**TASK BRIEF**: Copy out the data word for word. The images are not part of the copy.

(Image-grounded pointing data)
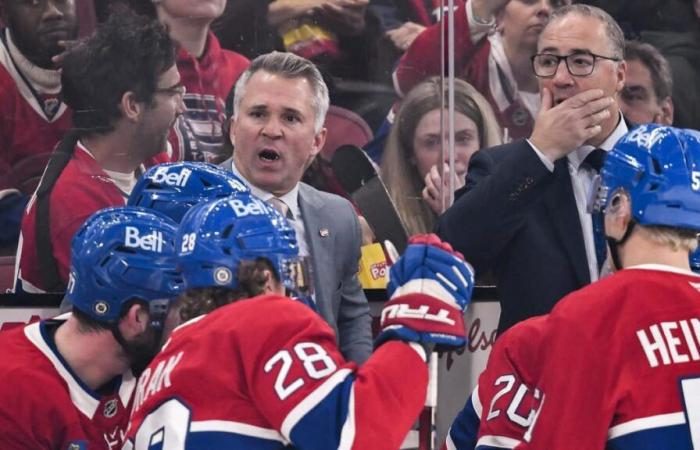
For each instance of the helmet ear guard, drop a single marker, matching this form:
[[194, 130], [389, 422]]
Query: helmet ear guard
[[173, 188], [122, 254], [215, 236]]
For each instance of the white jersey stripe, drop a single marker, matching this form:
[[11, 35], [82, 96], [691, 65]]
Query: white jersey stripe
[[497, 441], [646, 423], [236, 428]]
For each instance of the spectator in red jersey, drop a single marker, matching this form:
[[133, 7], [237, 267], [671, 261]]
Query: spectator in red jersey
[[413, 151], [125, 91], [32, 116], [646, 97], [496, 64]]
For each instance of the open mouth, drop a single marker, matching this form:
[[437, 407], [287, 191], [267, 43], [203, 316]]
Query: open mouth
[[269, 155]]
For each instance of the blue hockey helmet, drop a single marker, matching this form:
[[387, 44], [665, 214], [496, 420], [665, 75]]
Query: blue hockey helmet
[[215, 236], [173, 188], [121, 254], [695, 260], [659, 168]]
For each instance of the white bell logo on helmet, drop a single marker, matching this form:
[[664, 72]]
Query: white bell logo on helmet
[[222, 275], [101, 307]]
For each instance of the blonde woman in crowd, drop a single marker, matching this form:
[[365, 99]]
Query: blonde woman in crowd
[[410, 163]]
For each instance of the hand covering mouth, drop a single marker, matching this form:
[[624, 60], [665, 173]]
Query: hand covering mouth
[[269, 155]]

**SOLUTION TO THE PROBLEM**:
For each instance of the helmet ear guard, drop a single marker, matching this form:
[[194, 130], [389, 422]]
Query: helmet ear guard
[[173, 188], [122, 254], [215, 236]]
For each instance of the white jersey stripe, drop a single marker, matching this form:
[[11, 35], [82, 96], [691, 65]]
Query: white jersey stripe
[[497, 441], [646, 423], [236, 428]]
For each instance of the spectator in red jersey, drop a single marker, matching this form:
[[133, 7], [237, 267], [671, 261]]
Query: spectator in red jersey
[[413, 151], [125, 91], [32, 116], [646, 97], [496, 64]]
For each instance of the open mouth, drop a single marker, matching this form:
[[437, 407], [287, 191], [267, 43], [203, 316]]
Query: open mouth
[[269, 155]]
For each instance of the blue hockey helmet, drop a single marker, matching this form:
[[387, 44], [665, 214], [496, 420], [665, 75]]
Query: blue hockey helmet
[[215, 236], [173, 188], [121, 254], [695, 260], [659, 168]]
For each instance of the white bell logo on helmet, drop a single marker, matching this form:
[[664, 72]]
Query: white bell logo on helmet
[[222, 275], [101, 307]]
For each instance of the blonde woman in crowd, drop a single marker, matching this form:
[[365, 99]]
Query: blonde woman in crowd
[[410, 163]]
For each instance of the hand covering mouth, drop a single marker, matching this form:
[[624, 60], [665, 173]]
Query: hand covering mouth
[[269, 155]]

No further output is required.